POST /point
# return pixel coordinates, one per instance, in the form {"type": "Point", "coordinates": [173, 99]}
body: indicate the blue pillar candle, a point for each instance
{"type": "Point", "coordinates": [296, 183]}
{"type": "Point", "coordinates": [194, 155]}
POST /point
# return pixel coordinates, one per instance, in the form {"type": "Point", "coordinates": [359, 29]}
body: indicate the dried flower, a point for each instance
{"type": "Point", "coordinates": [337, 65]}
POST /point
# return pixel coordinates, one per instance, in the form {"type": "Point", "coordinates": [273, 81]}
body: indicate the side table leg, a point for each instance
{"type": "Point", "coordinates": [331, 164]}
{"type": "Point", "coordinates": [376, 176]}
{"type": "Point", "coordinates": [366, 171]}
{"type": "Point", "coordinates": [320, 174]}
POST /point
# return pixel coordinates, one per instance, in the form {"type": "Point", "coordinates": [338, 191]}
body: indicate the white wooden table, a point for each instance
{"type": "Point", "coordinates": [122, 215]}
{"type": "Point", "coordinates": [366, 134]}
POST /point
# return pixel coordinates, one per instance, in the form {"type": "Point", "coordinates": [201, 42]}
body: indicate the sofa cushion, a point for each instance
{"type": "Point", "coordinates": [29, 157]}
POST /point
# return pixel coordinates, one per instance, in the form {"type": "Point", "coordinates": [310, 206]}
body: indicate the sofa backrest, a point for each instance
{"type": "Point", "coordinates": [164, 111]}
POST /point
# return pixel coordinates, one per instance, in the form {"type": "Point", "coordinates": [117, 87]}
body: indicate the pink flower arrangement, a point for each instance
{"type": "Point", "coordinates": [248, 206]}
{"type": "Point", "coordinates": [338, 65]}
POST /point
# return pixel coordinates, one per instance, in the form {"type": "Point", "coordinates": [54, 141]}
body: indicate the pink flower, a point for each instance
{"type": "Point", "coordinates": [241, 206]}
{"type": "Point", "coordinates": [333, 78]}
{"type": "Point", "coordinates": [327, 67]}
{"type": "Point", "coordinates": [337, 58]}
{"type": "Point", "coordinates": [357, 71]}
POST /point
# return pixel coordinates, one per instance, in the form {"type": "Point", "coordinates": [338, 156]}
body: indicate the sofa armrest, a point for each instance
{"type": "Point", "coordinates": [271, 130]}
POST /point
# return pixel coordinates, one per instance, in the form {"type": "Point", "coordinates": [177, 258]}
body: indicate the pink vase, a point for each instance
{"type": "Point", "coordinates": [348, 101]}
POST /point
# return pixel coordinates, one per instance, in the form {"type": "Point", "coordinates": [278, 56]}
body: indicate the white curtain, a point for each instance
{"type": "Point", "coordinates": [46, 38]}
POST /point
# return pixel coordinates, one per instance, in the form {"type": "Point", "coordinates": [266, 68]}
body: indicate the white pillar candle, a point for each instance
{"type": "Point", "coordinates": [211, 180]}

• • • •

> **GOAL**:
Write out every record, exactly as written.

> **WRITTEN RESPONSE**:
POST /point
# return pixel coordinates, one per instance, in the form {"type": "Point", "coordinates": [173, 99]}
body: indicate the blue pillar candle, a point for each instance
{"type": "Point", "coordinates": [296, 183]}
{"type": "Point", "coordinates": [194, 155]}
POST /point
# return pixel coordinates, one per instance, in the form {"type": "Point", "coordinates": [359, 29]}
body: indicate the dried flower, a point for each instance
{"type": "Point", "coordinates": [337, 65]}
POST /point
# return pixel coordinates, one per instance, in the form {"type": "Point", "coordinates": [273, 81]}
body: indicate the side table leg, a point for each instance
{"type": "Point", "coordinates": [331, 164]}
{"type": "Point", "coordinates": [376, 176]}
{"type": "Point", "coordinates": [366, 171]}
{"type": "Point", "coordinates": [320, 174]}
POST /point
# return pixel coordinates, one per instance, in the form {"type": "Point", "coordinates": [338, 191]}
body: indicate the white wooden table, a point for each instance
{"type": "Point", "coordinates": [122, 215]}
{"type": "Point", "coordinates": [366, 134]}
POST /point
# return pixel coordinates, one per instance, in the form {"type": "Point", "coordinates": [201, 42]}
body: indicate the sofa cushion, a point for each instance
{"type": "Point", "coordinates": [29, 157]}
POST /point
# return pixel coordinates, one per instance, in the form {"type": "Point", "coordinates": [310, 206]}
body: indicate the sofa backrest, a point for each instance
{"type": "Point", "coordinates": [164, 111]}
POST /point
# return pixel coordinates, one per instance, in the form {"type": "Point", "coordinates": [117, 87]}
body: indicate the pink flower arrangement, a point for each instance
{"type": "Point", "coordinates": [248, 206]}
{"type": "Point", "coordinates": [338, 65]}
POST /point
# return pixel coordinates, one per instance, in the form {"type": "Point", "coordinates": [54, 141]}
body: indicate the pink flower, a point for each instance
{"type": "Point", "coordinates": [241, 206]}
{"type": "Point", "coordinates": [333, 78]}
{"type": "Point", "coordinates": [327, 67]}
{"type": "Point", "coordinates": [337, 58]}
{"type": "Point", "coordinates": [357, 71]}
POST /point
# return pixel coordinates, one per instance, in the form {"type": "Point", "coordinates": [338, 156]}
body: indicate the sofa armrest, a point for each instance
{"type": "Point", "coordinates": [271, 130]}
POST /point
# return pixel coordinates, one per instance, in the form {"type": "Point", "coordinates": [177, 258]}
body: indicate the pink vase, a point for each instance
{"type": "Point", "coordinates": [348, 101]}
POST /point
# return pixel coordinates, one per instance, in the form {"type": "Point", "coordinates": [278, 56]}
body: indicate the white curtain, a point for each instance
{"type": "Point", "coordinates": [46, 38]}
POST /point
# return pixel coordinates, one per instance, in the form {"type": "Point", "coordinates": [266, 68]}
body: indicate the white pillar candle, a point for each instance
{"type": "Point", "coordinates": [211, 180]}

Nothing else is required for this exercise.